- [WORK INSTRUCTION]: If a record holds a picture, leave the picture out and restate everything else word for word.

- [SUPPLIED DATA]:
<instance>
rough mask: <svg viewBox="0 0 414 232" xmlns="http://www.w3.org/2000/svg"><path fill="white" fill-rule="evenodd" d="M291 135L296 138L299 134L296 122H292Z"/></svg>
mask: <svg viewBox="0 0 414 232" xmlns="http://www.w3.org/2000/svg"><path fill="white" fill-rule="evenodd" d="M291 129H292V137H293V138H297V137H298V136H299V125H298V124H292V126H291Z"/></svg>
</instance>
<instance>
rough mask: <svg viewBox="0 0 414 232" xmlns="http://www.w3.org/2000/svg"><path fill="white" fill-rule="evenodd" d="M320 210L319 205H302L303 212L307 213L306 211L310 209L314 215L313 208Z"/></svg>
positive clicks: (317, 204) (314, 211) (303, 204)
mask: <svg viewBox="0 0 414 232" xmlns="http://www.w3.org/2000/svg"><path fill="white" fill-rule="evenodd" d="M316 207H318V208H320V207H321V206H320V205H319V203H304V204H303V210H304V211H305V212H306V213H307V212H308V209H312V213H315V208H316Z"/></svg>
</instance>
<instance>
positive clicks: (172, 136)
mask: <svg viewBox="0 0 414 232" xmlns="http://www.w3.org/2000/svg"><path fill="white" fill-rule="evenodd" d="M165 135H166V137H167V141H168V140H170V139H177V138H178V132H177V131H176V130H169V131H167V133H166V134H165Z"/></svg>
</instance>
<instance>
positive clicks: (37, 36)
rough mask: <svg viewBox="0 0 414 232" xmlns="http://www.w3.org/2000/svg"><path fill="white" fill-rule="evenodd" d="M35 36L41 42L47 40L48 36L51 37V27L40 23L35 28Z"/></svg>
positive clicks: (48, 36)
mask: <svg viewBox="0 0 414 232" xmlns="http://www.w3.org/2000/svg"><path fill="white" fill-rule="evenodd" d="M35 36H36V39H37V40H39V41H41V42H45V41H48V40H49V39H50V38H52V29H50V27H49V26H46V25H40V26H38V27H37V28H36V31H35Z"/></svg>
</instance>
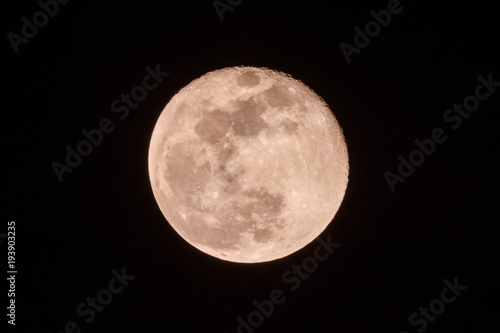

- [SOLUTION TO THE EXERCISE]:
<instance>
rough mask: <svg viewBox="0 0 414 232" xmlns="http://www.w3.org/2000/svg"><path fill="white" fill-rule="evenodd" d="M291 135L296 138L299 134L296 122H292Z"/></svg>
mask: <svg viewBox="0 0 414 232" xmlns="http://www.w3.org/2000/svg"><path fill="white" fill-rule="evenodd" d="M291 129H292V137H293V138H297V137H298V136H299V125H298V124H292V126H291Z"/></svg>
</instance>
<instance>
rough mask: <svg viewBox="0 0 414 232" xmlns="http://www.w3.org/2000/svg"><path fill="white" fill-rule="evenodd" d="M320 210L319 205H302L303 212L307 213L306 211L310 209L314 215L313 208Z"/></svg>
positive clicks: (317, 204) (314, 211) (303, 204)
mask: <svg viewBox="0 0 414 232" xmlns="http://www.w3.org/2000/svg"><path fill="white" fill-rule="evenodd" d="M316 207H318V208H320V207H321V206H320V205H319V203H304V204H303V210H304V211H305V212H306V213H307V212H308V209H312V213H315V208H316Z"/></svg>
</instance>
<instance>
positive clicks: (172, 136)
mask: <svg viewBox="0 0 414 232" xmlns="http://www.w3.org/2000/svg"><path fill="white" fill-rule="evenodd" d="M165 135H166V137H167V141H168V140H170V139H177V138H178V132H177V131H176V130H169V131H167V133H166V134H165Z"/></svg>
</instance>
<instance>
positive clicks: (37, 36)
rough mask: <svg viewBox="0 0 414 232" xmlns="http://www.w3.org/2000/svg"><path fill="white" fill-rule="evenodd" d="M35 36L41 42L47 40L48 36L51 37V27L40 23L35 28Z"/></svg>
positive clicks: (48, 36)
mask: <svg viewBox="0 0 414 232" xmlns="http://www.w3.org/2000/svg"><path fill="white" fill-rule="evenodd" d="M35 36H36V39H37V40H39V41H41V42H45V41H48V40H49V39H50V38H52V29H50V27H49V26H46V25H40V26H38V27H37V28H36V31H35Z"/></svg>
</instance>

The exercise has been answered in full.